## The task
Pick out the lines in the listing below that contain the word "every" and copy them.

## Given data
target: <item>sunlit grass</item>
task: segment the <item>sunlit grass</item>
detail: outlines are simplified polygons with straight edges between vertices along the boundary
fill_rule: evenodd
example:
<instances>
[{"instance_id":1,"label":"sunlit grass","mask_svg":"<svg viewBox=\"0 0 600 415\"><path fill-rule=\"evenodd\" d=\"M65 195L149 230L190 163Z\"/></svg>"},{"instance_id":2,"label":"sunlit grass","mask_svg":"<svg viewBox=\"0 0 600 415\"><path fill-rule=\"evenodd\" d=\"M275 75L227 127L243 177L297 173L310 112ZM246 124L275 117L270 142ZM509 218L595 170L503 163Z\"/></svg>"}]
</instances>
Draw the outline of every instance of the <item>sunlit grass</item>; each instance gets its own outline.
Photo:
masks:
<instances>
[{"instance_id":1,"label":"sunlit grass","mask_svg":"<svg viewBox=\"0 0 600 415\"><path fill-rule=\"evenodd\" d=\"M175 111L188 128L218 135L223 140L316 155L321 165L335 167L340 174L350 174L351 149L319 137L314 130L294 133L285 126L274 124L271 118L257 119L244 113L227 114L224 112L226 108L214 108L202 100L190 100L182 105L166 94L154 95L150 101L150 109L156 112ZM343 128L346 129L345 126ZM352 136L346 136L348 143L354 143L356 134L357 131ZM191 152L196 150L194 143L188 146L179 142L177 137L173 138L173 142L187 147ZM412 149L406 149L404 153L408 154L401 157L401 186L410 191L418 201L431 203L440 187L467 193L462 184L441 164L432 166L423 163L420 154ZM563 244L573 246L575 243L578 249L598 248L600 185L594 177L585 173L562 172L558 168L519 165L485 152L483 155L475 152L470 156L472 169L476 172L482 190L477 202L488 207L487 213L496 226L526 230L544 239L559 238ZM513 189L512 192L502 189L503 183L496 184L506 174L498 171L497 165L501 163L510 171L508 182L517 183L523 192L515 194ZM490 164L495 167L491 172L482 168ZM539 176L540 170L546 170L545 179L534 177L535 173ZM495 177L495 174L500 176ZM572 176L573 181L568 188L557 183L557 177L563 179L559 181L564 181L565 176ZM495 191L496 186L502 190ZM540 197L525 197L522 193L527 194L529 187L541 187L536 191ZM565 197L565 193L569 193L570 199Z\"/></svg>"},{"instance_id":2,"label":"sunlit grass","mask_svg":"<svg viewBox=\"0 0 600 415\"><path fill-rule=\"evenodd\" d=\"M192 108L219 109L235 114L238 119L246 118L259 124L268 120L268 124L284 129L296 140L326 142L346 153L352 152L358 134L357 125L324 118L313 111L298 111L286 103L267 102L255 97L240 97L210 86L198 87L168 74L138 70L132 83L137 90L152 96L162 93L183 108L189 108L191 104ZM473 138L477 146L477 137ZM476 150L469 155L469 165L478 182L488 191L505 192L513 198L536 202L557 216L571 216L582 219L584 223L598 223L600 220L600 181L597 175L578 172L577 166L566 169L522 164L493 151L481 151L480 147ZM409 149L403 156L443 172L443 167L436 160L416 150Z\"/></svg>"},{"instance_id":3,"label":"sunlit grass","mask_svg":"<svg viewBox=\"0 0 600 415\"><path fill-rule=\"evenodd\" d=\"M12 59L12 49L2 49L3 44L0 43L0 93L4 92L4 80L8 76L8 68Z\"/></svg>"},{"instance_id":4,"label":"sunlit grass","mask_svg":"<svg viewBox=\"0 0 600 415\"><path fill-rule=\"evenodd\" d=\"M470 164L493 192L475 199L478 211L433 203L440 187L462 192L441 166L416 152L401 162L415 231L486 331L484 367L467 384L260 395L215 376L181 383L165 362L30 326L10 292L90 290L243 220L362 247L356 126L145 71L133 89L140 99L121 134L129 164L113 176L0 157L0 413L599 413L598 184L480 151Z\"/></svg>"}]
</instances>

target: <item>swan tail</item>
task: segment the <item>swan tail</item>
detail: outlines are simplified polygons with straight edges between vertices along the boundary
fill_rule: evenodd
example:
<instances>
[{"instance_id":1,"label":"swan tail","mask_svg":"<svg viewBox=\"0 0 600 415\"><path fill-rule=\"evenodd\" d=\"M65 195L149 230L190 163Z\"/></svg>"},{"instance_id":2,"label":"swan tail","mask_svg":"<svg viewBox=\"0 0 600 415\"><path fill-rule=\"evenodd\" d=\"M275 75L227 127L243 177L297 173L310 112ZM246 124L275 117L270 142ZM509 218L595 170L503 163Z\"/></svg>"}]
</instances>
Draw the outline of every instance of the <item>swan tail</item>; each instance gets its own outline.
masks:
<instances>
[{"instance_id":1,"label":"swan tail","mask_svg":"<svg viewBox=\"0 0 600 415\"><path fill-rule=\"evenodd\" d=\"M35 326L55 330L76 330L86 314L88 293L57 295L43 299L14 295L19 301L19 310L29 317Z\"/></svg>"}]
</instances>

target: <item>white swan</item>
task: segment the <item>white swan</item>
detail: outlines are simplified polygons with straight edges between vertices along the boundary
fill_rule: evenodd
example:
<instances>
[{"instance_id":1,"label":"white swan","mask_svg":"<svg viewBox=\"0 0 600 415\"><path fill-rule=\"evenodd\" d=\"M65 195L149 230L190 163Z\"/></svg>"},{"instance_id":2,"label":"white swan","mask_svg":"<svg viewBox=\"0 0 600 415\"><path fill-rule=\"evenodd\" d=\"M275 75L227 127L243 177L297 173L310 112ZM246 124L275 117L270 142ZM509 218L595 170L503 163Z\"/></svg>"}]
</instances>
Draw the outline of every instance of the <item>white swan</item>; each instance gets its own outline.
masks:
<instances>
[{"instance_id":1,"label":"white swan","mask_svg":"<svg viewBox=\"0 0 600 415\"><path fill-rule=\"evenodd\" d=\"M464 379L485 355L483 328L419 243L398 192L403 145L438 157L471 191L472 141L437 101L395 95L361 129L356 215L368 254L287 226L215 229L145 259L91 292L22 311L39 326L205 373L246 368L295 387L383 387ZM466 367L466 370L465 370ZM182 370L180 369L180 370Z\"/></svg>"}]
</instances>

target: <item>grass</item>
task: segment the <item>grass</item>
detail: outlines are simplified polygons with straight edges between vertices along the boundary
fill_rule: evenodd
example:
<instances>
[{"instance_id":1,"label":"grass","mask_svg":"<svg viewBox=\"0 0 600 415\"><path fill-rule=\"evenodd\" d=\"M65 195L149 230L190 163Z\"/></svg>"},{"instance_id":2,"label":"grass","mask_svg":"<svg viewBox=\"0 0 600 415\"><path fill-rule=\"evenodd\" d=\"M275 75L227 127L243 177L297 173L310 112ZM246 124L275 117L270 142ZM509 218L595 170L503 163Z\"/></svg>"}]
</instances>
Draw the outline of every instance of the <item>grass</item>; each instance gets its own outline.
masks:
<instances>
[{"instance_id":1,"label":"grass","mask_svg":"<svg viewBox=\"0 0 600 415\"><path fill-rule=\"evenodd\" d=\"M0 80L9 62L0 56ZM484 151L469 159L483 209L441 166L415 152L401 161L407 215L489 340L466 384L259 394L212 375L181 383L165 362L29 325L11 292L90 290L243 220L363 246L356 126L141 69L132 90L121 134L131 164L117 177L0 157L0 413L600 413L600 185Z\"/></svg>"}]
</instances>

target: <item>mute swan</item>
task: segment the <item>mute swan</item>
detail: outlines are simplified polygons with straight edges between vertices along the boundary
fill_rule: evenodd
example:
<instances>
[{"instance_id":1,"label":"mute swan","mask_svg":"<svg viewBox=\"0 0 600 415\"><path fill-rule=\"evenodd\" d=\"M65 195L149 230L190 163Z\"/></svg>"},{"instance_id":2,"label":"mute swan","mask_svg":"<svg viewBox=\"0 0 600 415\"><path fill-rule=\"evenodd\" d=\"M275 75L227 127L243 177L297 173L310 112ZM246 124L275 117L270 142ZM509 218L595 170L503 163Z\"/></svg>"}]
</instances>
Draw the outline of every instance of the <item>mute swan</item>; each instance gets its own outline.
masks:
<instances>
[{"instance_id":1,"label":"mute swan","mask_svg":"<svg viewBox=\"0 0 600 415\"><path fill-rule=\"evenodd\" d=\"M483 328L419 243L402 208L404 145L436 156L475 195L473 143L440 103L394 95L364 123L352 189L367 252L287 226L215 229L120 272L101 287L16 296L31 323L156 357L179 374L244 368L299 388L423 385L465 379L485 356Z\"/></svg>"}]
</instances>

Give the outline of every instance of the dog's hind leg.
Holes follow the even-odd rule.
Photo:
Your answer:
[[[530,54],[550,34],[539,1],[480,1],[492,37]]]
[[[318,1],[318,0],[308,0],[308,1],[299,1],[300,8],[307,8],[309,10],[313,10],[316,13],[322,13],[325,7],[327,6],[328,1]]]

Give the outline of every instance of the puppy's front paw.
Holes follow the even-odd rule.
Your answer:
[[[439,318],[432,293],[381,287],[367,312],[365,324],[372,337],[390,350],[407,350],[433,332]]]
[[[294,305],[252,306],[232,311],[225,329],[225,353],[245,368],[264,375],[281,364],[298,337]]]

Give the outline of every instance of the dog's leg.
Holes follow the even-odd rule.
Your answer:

## Answer space
Draw the outline of every instance of the <item>sunlit grass</item>; each instance gets its own outline.
Draw the outline of every instance of the <item>swan tail</item>; each instance gets its own outline.
Draw the outline of every instance of the <item>white swan</item>; each instance gets its own outline.
Draw the outline of every instance of the <item>grass</item>; each instance gets its own outline.
Draw the outline of every instance of the <item>mute swan</item>; each instance gets its own outline.
Give the outline of every instance of the dog's hind leg.
Give the outline of every instance of the puppy's front paw.
Give the outline of every instance of the dog's leg.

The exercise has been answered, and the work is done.